AIM>
Rewrite the lines starting at the one containing "My supervisor is asking — can you please detect the airplane" and ending at the one containing "[9,173,1274,663]", replacing "airplane" with "aircraft" and leaving everything else as it is.

Excerpts from a detection dataset
----

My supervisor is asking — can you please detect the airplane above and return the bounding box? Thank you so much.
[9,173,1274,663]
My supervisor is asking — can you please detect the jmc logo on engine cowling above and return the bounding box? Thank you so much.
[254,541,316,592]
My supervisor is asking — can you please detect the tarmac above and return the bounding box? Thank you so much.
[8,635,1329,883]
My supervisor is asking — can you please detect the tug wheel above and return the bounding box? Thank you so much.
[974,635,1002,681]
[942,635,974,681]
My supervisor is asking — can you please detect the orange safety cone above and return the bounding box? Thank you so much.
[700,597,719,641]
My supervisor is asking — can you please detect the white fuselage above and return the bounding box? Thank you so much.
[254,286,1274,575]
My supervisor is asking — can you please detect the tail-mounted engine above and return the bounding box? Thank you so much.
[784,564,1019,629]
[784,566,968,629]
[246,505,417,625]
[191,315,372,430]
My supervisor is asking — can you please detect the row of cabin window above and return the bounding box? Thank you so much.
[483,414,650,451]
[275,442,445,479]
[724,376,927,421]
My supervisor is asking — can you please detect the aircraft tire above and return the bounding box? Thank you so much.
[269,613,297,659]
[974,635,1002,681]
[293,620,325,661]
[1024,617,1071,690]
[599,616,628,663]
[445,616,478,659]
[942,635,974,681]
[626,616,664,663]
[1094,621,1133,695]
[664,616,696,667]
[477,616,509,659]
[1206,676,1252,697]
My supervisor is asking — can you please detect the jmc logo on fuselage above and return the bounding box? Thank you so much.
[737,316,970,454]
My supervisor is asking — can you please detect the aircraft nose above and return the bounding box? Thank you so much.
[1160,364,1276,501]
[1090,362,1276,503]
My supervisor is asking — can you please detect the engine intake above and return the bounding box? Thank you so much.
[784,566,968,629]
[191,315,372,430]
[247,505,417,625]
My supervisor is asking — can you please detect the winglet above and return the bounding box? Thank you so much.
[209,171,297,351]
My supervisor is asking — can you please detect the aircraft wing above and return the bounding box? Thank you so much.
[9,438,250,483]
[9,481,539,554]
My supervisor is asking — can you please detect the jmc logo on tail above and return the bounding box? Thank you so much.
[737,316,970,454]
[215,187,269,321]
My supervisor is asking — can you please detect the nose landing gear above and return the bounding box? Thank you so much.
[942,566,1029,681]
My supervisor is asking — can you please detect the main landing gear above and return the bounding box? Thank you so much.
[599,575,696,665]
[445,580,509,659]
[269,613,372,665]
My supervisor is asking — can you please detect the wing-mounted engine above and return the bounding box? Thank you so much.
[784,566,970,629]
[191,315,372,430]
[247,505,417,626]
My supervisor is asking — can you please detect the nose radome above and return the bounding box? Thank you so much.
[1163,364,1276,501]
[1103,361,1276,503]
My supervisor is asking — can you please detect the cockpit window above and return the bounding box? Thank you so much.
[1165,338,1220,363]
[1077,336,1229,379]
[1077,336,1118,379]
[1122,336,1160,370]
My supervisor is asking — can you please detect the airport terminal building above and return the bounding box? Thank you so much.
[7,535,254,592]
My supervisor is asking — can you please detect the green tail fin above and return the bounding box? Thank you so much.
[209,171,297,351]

----

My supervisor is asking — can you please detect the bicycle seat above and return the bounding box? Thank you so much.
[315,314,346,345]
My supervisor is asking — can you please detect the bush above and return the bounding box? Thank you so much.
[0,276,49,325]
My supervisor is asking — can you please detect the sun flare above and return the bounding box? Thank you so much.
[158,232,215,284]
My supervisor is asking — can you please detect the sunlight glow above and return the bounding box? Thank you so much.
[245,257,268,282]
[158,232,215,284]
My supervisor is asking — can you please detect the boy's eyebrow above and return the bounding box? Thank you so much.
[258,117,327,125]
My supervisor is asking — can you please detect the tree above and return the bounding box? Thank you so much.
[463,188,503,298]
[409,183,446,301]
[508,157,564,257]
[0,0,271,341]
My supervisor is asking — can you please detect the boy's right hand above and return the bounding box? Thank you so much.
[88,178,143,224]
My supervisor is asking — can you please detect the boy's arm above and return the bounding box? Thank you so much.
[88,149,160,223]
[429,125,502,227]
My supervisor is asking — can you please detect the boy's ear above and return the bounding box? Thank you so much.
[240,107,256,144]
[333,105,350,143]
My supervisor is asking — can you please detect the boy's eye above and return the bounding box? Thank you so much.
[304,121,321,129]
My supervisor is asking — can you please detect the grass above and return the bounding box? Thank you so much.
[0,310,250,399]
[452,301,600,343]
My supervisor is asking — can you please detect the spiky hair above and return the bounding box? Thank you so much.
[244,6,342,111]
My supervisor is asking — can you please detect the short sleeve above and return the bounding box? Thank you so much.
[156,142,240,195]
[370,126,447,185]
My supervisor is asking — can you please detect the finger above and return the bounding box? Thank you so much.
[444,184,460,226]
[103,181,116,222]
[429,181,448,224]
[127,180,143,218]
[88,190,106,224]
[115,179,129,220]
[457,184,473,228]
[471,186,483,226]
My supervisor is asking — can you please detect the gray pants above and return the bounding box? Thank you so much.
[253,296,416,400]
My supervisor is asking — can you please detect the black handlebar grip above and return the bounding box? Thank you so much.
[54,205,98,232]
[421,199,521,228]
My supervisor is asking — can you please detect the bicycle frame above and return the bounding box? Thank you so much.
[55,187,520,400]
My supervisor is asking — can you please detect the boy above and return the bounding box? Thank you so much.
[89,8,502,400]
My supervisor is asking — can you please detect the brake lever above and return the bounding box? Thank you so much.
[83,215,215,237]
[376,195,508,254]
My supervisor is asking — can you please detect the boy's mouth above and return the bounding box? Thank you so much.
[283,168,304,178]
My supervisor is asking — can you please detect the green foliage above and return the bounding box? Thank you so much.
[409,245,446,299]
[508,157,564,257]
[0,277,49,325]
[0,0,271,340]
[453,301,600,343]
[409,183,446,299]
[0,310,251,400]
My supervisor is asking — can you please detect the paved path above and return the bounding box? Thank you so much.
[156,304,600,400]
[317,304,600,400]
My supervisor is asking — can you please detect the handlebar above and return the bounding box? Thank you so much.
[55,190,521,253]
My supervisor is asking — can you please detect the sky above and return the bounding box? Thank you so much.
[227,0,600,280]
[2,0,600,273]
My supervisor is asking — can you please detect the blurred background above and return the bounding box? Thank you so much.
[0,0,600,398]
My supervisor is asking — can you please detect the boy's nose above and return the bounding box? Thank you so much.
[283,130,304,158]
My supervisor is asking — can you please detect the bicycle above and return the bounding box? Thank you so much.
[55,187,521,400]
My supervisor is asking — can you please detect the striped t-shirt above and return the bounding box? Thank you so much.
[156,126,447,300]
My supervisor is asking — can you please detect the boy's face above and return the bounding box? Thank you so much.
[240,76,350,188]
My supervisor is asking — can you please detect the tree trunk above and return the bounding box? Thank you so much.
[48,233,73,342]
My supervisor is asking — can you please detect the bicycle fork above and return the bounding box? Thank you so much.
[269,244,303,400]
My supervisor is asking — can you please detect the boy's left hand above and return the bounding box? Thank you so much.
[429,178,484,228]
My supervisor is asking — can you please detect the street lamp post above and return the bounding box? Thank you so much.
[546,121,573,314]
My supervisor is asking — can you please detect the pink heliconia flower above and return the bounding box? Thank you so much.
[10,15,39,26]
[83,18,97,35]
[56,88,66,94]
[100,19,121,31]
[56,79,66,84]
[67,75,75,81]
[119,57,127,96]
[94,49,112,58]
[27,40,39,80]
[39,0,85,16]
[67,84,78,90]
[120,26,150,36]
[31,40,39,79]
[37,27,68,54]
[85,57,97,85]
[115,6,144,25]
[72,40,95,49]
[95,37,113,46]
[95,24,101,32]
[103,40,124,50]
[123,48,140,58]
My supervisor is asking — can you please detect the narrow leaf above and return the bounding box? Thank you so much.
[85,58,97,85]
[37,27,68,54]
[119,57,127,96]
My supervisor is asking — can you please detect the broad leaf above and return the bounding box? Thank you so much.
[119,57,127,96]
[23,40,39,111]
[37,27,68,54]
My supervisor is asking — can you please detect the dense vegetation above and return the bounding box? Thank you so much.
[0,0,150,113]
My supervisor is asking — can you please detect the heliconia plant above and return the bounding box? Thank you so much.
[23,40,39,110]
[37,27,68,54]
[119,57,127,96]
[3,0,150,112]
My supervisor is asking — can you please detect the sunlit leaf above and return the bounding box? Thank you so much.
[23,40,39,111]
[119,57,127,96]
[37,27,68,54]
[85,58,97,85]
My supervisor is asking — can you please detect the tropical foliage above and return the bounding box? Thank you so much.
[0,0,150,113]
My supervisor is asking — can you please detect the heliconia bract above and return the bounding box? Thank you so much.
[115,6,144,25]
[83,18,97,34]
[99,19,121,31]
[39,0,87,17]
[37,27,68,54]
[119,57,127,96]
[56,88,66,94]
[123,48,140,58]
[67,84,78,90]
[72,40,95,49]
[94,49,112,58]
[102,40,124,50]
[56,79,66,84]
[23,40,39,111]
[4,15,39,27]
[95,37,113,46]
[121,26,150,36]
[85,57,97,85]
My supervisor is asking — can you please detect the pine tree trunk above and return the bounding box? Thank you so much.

----

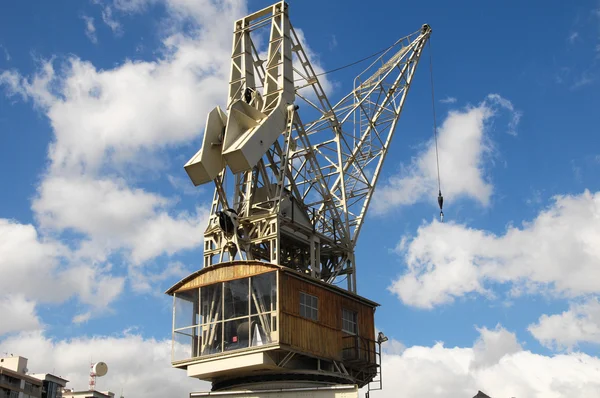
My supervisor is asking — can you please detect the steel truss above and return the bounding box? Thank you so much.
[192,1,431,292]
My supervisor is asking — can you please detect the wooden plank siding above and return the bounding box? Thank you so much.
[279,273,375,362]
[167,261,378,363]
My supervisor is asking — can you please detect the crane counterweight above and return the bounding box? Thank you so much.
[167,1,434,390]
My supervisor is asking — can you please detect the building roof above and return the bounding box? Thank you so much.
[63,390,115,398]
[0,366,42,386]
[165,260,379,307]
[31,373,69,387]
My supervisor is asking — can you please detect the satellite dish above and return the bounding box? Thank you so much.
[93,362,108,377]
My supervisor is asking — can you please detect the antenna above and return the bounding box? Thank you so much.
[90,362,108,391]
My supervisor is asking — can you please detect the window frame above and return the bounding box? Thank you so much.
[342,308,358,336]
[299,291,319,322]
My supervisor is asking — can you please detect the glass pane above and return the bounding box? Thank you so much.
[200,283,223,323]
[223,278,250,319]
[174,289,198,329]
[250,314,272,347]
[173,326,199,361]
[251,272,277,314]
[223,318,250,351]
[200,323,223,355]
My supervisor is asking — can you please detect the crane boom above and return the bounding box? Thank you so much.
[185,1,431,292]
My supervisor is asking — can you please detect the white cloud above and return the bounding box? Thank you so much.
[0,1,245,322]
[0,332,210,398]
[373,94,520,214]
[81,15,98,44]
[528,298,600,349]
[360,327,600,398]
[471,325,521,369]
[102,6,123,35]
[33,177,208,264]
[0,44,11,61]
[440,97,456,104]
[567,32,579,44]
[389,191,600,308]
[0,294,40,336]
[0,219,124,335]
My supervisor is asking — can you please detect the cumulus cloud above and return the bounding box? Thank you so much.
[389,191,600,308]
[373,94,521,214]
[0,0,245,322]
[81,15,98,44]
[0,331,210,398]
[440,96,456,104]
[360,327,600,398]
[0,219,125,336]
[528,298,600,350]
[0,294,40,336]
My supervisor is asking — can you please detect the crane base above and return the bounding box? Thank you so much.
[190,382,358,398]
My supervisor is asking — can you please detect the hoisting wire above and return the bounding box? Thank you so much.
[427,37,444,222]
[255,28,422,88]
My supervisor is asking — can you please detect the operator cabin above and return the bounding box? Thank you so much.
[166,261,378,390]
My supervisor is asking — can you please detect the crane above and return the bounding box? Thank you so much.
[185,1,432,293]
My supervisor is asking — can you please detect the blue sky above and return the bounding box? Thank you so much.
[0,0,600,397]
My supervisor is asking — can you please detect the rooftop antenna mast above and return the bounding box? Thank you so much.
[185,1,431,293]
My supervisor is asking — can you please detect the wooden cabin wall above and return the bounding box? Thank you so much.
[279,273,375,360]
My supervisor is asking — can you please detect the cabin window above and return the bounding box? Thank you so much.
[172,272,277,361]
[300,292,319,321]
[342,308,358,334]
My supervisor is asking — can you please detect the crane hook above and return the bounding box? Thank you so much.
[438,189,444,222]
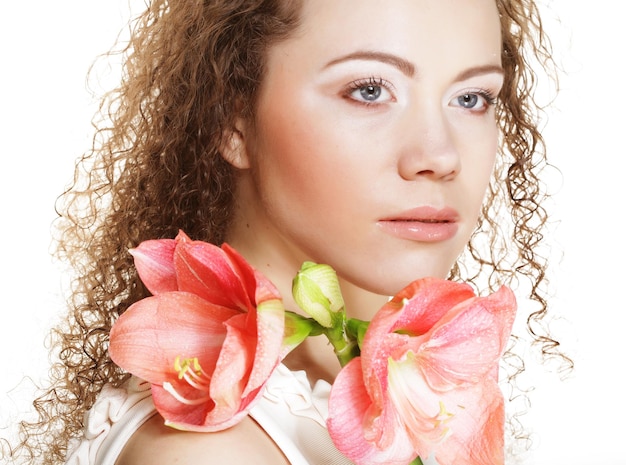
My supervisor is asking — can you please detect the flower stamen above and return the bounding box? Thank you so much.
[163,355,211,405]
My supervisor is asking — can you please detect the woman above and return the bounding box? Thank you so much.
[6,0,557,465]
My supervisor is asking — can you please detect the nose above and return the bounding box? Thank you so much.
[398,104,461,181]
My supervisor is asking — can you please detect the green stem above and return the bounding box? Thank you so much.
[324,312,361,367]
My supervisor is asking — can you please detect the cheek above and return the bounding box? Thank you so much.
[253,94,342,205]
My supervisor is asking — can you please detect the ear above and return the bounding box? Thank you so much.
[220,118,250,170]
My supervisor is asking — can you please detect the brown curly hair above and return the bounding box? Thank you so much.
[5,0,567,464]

----

SOLVED EXERCISE>
My supervisor is asking — can you please detect the aircraft above and return the bounding box? Thank you so much.
[9,173,1274,663]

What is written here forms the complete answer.